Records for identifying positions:
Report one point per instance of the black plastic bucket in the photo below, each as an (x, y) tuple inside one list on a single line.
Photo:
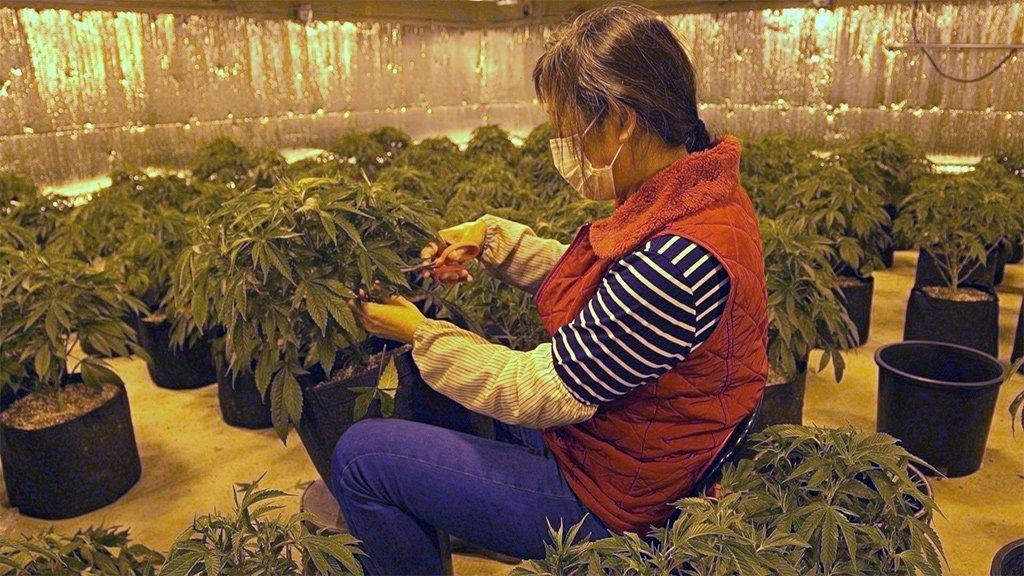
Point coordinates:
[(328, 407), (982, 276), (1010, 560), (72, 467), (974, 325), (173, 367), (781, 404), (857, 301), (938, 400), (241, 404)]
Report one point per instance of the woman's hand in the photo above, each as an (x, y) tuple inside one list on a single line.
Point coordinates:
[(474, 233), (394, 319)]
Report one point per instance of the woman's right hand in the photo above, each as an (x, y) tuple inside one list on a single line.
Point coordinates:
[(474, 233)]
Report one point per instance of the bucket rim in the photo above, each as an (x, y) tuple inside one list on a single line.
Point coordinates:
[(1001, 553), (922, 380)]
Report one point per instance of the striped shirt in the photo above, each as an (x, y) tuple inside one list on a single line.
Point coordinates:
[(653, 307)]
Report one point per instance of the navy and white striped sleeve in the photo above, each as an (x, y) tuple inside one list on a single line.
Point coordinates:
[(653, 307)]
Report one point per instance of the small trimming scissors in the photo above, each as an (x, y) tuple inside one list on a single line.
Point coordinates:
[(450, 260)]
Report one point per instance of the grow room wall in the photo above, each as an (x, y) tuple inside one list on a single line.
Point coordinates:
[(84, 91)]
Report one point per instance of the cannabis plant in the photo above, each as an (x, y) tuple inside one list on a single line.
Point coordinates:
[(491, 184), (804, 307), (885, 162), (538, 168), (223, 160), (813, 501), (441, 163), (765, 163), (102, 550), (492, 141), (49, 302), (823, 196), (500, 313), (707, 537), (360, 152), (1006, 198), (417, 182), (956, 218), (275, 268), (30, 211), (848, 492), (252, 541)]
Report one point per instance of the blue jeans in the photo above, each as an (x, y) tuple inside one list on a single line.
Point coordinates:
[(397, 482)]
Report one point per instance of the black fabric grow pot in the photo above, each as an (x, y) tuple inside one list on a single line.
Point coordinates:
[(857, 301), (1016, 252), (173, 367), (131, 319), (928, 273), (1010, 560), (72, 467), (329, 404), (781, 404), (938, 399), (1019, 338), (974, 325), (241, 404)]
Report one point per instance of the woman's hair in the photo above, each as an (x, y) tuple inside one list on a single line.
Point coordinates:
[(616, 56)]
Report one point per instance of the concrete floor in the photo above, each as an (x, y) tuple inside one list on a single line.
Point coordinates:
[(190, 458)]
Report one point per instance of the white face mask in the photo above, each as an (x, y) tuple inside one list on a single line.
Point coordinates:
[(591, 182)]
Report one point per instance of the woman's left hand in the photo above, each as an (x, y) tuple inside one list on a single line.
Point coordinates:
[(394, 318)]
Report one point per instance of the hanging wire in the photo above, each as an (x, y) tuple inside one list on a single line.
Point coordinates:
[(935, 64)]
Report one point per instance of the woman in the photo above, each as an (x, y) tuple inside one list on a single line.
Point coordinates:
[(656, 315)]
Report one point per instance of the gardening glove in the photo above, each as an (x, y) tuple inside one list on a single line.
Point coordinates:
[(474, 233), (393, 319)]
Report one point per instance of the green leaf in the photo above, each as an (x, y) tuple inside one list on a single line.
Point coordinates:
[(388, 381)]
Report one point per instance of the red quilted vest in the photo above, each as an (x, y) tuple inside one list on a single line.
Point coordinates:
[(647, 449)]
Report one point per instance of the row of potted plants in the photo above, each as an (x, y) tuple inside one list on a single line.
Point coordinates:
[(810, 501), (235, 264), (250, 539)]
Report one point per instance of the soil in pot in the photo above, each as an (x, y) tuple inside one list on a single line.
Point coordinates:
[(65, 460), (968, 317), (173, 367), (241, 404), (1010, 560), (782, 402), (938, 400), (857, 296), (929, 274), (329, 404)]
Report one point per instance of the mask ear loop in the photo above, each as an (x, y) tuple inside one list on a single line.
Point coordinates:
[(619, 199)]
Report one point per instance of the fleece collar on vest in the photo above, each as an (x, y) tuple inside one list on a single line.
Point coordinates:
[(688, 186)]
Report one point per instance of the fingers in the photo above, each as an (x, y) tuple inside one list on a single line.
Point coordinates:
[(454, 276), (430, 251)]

DIRECTIONS:
Rewrite all of the records above, changing every "Point coordinates" to "Marked locations" and keeping everything else the same. Omit the pictures from your answer.

ANSWER FOR THIS EXERCISE:
Report one point per instance of the black plastic bucket in the photo below, each as an (x, y) tuple inside one list on a single line.
Photo:
Marked locations:
[(328, 407), (982, 276), (1010, 560), (72, 467), (974, 325), (173, 367), (781, 404), (857, 301), (938, 400), (241, 404)]
Report one point per instance of the woman's hand in the photo above, each as an (x, y) tuple inside one list on a single line.
Marked locations:
[(474, 233), (394, 319)]
Report one point per instance of the woman's right hand in the photo above, each as an (x, y) tuple inside one list on a single line.
Marked locations:
[(474, 233)]
Report one point per instance of the bucket rim in the photo above, each as an (x, y) tuple inside one list on a single line.
Marked locations:
[(1001, 553), (922, 380)]
Report one point per instance of the striped shirt in the photo above, each as an (x, y) tuple inside one list on a single line.
Marked locations:
[(653, 307)]
Report one point per instance of the navy and white striped sleeve in the photo above, each as an (x, y) tuple inside one list on a single line.
Marked locations:
[(653, 307)]
Report one point per instance of the small trimming scissors in the photo above, each as an (x, y) tuple inside one list on a single line.
Marked locations:
[(450, 260)]
Report one point per instance of the grow room wall in the photo above, each as an (x, y) tuple inside one list on a single line.
Marked locations:
[(84, 91)]
Report one point per instance of the cannabis plant in the photo above, each as an (x, y) tuple inside one list on a single line.
Marked locations:
[(491, 184), (804, 307), (885, 162), (538, 168), (223, 160), (813, 501), (441, 163), (765, 163), (102, 550), (492, 141), (49, 302), (823, 196), (500, 313), (707, 537), (360, 152), (1006, 198), (417, 182), (956, 218), (275, 268), (30, 211), (848, 492), (252, 541)]
Report one point per instance of the blue jeans in the photo above, each as an (x, y) tuple inside one list on a single line.
Marked locations:
[(397, 482)]
Report one point per instance of the black fabric grow pot in the photo above, each as an (x, y) tuple inside one list on a single line.
Marked locations:
[(857, 301), (1016, 252), (173, 367), (131, 319), (928, 273), (1010, 560), (72, 467), (329, 404), (781, 404), (938, 399), (1019, 338), (974, 325), (241, 404)]
Report one point per instance of the woman's hair in the photo above, each as an (x, y) tuple inside one list on a single line.
Marked locations:
[(616, 56)]
Report one point per instance of the concrete floor in the photo above, each as an (x, y) tuple inside one list on a single line.
Marked locations:
[(190, 458)]
Report one point per instance of the white face mask in the photo above, each as an (x, y) tuple inside one list on a single line.
Marked locations:
[(591, 182)]
Report one point per instance of the woman's left hand in the photo above, each as an (x, y) tuple inside one list on a single line.
Marked locations:
[(394, 318)]
Report one point per instance of the hanging wire in the photo above, each as an (x, y) tuple inside one list on a single line.
Marked locations:
[(935, 64)]
Report one point per instance of the woman in the photo above, each as an (x, y) tuple inside one list on a single line.
Marked locations:
[(656, 315)]
Report one point per instance of the gardening glove in the photo above, each as an (x, y) tuple inside one list on a single line.
Marked locations:
[(474, 233), (393, 319)]
Report one point per instance of the green leaf in the photo above, each as an (x, y) tuple inside one list on a single line.
Marked locations:
[(388, 381)]
Report one point per instance of the red quilted vest in the photo above, each as an (x, y) tuple inside one list on a single line.
Marked locations:
[(647, 449)]
Report one point per instance of the row of potted plants in the photo above, each as an (x, y) tuple inside one list on a single line.
Marked locations:
[(810, 501), (235, 264), (250, 539)]
Report one point per instance of the soil in pot in the photo above, each as an (x, y) tuple inside one list on a single line.
Marked locations:
[(65, 460), (968, 317), (173, 367), (241, 404), (1010, 560), (782, 402), (938, 400), (857, 296), (929, 274), (329, 404)]
Report one point per instance of the mask ear loop in the photo above, each as an (x, y) tuple inside one list on a single line.
Marked locations:
[(619, 199)]
Report one point per instance of the fleece collar on vest in the photo above, each as an (x, y) tuple inside one list on a single line.
Marked locations:
[(688, 186)]
Report one point per instance of the fingers in the photo above, each as an (x, y) tuple inside one list on a single line.
Marked locations:
[(454, 276), (430, 251)]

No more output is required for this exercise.